== Exercise details ==
Reproduce the line that contains "linen shirt in the picture above?" and every line after it through the end of the records, exactly, with nothing added.

──────

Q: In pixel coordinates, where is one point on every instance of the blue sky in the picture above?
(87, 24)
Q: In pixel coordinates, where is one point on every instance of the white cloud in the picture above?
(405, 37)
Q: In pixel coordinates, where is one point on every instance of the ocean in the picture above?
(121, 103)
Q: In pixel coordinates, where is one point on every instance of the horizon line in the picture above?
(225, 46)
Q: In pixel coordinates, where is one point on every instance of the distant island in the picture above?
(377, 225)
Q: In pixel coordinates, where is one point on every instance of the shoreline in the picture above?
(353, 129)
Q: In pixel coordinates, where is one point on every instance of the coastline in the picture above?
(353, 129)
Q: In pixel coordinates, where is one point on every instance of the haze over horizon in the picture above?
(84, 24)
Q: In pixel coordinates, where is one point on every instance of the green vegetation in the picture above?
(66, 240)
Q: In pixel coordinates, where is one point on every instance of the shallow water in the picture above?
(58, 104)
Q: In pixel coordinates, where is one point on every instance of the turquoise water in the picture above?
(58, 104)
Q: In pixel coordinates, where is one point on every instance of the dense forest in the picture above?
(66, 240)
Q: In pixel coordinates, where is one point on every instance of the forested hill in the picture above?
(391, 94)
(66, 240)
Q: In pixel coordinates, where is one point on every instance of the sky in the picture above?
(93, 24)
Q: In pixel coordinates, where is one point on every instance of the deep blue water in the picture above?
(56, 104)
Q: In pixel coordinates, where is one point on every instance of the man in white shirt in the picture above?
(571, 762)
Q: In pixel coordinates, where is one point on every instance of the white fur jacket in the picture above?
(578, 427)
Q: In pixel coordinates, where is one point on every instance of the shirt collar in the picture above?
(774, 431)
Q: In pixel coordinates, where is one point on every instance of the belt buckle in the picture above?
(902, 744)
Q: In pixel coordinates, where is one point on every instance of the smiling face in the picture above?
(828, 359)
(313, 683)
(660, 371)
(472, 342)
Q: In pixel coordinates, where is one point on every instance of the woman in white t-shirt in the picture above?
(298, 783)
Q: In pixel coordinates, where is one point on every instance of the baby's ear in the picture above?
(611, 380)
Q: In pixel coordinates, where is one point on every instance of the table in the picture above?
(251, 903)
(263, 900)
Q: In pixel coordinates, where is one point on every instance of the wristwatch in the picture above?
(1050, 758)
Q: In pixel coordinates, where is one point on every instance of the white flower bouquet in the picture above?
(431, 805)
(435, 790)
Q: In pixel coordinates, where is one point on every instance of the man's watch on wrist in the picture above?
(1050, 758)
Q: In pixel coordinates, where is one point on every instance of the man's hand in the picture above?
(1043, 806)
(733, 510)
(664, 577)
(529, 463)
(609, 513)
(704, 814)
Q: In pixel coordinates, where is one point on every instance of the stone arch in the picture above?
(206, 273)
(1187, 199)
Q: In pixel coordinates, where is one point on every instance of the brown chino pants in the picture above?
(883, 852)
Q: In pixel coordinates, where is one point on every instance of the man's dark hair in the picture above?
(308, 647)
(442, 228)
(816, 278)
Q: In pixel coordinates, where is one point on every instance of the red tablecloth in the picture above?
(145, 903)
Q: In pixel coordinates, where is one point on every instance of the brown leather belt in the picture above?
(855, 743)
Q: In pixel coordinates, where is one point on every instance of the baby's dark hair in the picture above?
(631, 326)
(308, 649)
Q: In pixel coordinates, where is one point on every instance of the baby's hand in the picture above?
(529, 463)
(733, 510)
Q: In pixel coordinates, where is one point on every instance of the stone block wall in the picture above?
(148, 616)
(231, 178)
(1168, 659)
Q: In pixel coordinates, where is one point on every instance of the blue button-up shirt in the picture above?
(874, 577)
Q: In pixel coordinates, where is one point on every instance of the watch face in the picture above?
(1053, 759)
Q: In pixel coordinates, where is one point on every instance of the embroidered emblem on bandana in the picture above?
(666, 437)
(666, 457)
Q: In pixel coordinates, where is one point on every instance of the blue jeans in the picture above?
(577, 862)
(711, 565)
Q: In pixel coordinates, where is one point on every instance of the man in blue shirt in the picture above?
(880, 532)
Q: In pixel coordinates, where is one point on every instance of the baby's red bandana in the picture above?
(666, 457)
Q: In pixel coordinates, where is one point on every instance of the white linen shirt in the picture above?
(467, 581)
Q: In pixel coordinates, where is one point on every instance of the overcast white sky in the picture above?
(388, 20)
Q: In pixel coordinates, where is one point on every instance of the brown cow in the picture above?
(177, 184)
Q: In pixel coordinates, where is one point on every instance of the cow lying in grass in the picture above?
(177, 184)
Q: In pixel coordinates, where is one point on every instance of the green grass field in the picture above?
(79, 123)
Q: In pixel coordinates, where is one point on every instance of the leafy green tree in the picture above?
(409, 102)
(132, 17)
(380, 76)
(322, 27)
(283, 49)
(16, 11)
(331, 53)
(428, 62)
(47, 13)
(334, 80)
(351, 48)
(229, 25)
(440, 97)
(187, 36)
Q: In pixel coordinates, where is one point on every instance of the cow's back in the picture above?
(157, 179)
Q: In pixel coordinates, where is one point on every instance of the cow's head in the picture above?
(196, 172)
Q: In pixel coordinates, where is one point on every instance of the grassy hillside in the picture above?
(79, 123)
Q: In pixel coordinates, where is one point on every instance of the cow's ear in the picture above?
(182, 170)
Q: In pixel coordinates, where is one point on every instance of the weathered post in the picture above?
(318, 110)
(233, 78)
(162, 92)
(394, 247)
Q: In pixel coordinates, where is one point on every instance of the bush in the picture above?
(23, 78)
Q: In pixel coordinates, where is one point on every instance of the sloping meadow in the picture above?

──────

== Answer to the problem ==
Q: In pixel coordinates, where is one point on every instance of the white linen shirt in the picture above?
(467, 581)
Q: In pixel coordinates, where is one point on every instance of the overcast white sky in the picture above?
(388, 20)
Q: In pixel coordinates, where is one point on every instance of the brown cow in the picture above?
(177, 184)
Q: In pixel coordinates, where is one point on every instance of the cow lying in grass in the picture above?
(177, 184)
Q: In pixel coordinates, where is one point on every instance of the green grass field in the picture above?
(79, 123)
Q: In pixel coordinates, where is one point on every instance of the leafy green tree in the picture above?
(409, 102)
(132, 17)
(380, 76)
(322, 27)
(283, 49)
(16, 11)
(331, 53)
(428, 62)
(47, 13)
(334, 80)
(351, 48)
(229, 25)
(440, 97)
(187, 36)
Q: In pixel coordinates, where is one point on every instance of the cow's back in the picture above?
(157, 179)
Q: In pixel coordinates, where is one point on every instance of the cow's head in the picture above?
(196, 172)
Q: In pixel coordinates, where is one point on every instance of the grassy hillside in the picture above?
(79, 123)
Q: In pixel coordinates, where is one point on every instance of the cow's ear in the picture above?
(182, 170)
Q: In pixel coordinates, where is one point on every instance of the weathered post in the picture above?
(318, 110)
(233, 78)
(162, 92)
(394, 247)
Q: In pixel coordinates, where is one point on every instance of the bush in the picture above?
(23, 78)
Q: In pixel coordinates, where is one point on every instance of the sloping meadow in the picture above?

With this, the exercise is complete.